Reading passage:

══════════

The Sierra Madre Mountains of Northern Mexico are vast, rugged and beautiful. Ironically, that same beauty belies the underlying suffering of the region's inhabitants.

90,000 Tarahumara, 20,000 Tepejuan, 5,000 Pima and 5,000 Guarajillo Indians occupy the valleys and plateaus of an area comprising the largest canyon system in the Western Hemisphere.

The people of this region are subsistence farmers plagued with drought, poor soils and inadequate agricultural techniques. Their economic opportunities are few. Their greatest natural resource, the vast forests of the Sierra Madre, is being systematically overtimbered with little of the profits returning to the traditional inhabitants of the region.

The Sierra Madre is the largest drug growing region in North America. Marijuana, cocaine and opium are grown in the hidden reaches of the formidable canyon system. Lack of other economic opportunities drives many of the Indians into the illegal drug trade.

Health problems are rampant. The region’s maternal and infant mortality rates are the highest in Mexico and the fifth highest in the world. An Indian mother can expect to lose as many as half of her children to infectious diseases and malnutrition. Congenital deformities such as cleft palate and clubfoot routinely go untreated. Adults are plagued by tuberculosis, alcoholism, and trauma.

══════════

What to produce:
For each statement, answer yes or no as to whether it agrees with the text on the Sierra Madre, and quote the words that decide it. 1. The region's maternal and infant mortality rates are the highest in Mexico. 2. Most of the profits from timbering the forests return to the region's traditional inhabitants. 3. About 20,000 Pima Indians live in the area. None of the data has any part in this work.

Dataset content:
══════════

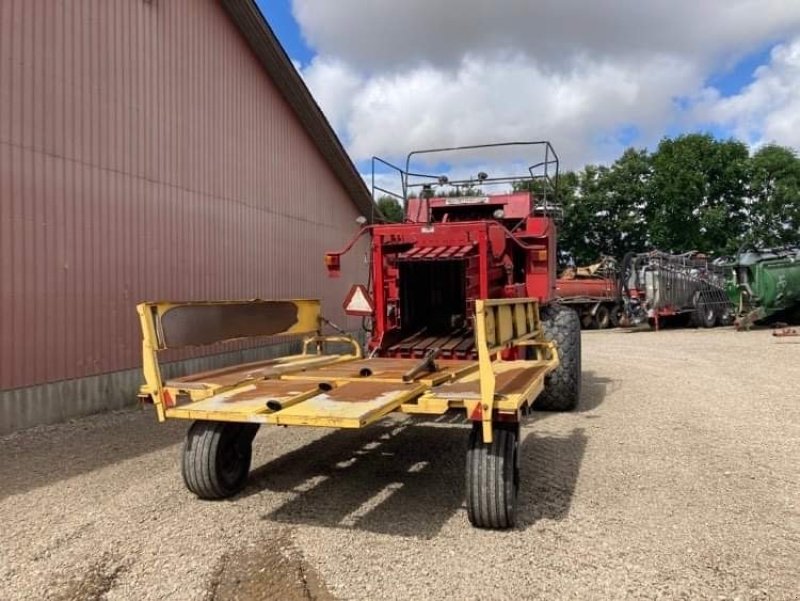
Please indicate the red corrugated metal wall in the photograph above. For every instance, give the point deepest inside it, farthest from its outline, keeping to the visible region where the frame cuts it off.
(145, 154)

══════════

Answer below:
1. Yes: "The region’s maternal and infant mortality rates are the highest in Mexico"
2. No: "with little of the profits returning to the traditional inhabitants of the region"
3. No: "5,000 Pima"